PROBLEM =>
The records that follow should be retyped word for word.

DATASET EXTRACT =>
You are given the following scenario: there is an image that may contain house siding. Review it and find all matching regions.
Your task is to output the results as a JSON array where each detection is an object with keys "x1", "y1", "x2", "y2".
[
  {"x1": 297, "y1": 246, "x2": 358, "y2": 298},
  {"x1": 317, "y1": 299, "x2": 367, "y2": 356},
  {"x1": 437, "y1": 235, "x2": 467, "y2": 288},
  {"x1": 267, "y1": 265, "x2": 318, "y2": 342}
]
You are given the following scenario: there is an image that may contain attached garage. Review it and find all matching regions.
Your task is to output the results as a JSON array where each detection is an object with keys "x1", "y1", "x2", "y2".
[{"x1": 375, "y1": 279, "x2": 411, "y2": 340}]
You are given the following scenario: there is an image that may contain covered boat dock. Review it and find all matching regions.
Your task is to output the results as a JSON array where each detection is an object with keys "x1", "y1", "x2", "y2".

EXERCISE RESPONSE =>
You are given the following scenario: there is an image that may contain house siding. Review it and find all matching regions.
Your task is to output the results as a JSON array where each detection is an object with keys "x1", "y1", "x2", "y2".
[
  {"x1": 297, "y1": 246, "x2": 358, "y2": 298},
  {"x1": 317, "y1": 299, "x2": 367, "y2": 356},
  {"x1": 437, "y1": 235, "x2": 467, "y2": 288},
  {"x1": 267, "y1": 265, "x2": 318, "y2": 342}
]
You are given the following scenario: there is an image that may contain attached garage. Review it and find all matching regions.
Your task is to output the results as a JSON array where each detection is an object with keys "x1", "y1", "x2", "y2".
[{"x1": 375, "y1": 279, "x2": 411, "y2": 340}]
You are given the following scenario: there is an image that may contain covered boat dock. Review it and find all matching regions.
Your task is to output the results as a JSON array where each detection is an object with keys "x1", "y1", "x2", "y2".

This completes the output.